▶ **Exercise prompt**
Which lines in the items below contain the word "flower"? Gather each of them and copy it out in full.

▶ **Records**
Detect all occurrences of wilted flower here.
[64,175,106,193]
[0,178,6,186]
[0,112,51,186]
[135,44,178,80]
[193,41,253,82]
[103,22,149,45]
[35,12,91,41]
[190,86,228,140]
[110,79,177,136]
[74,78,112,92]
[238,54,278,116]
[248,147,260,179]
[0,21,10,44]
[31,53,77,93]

▶ **The reply**
Detect all occurrences of wilted flower here.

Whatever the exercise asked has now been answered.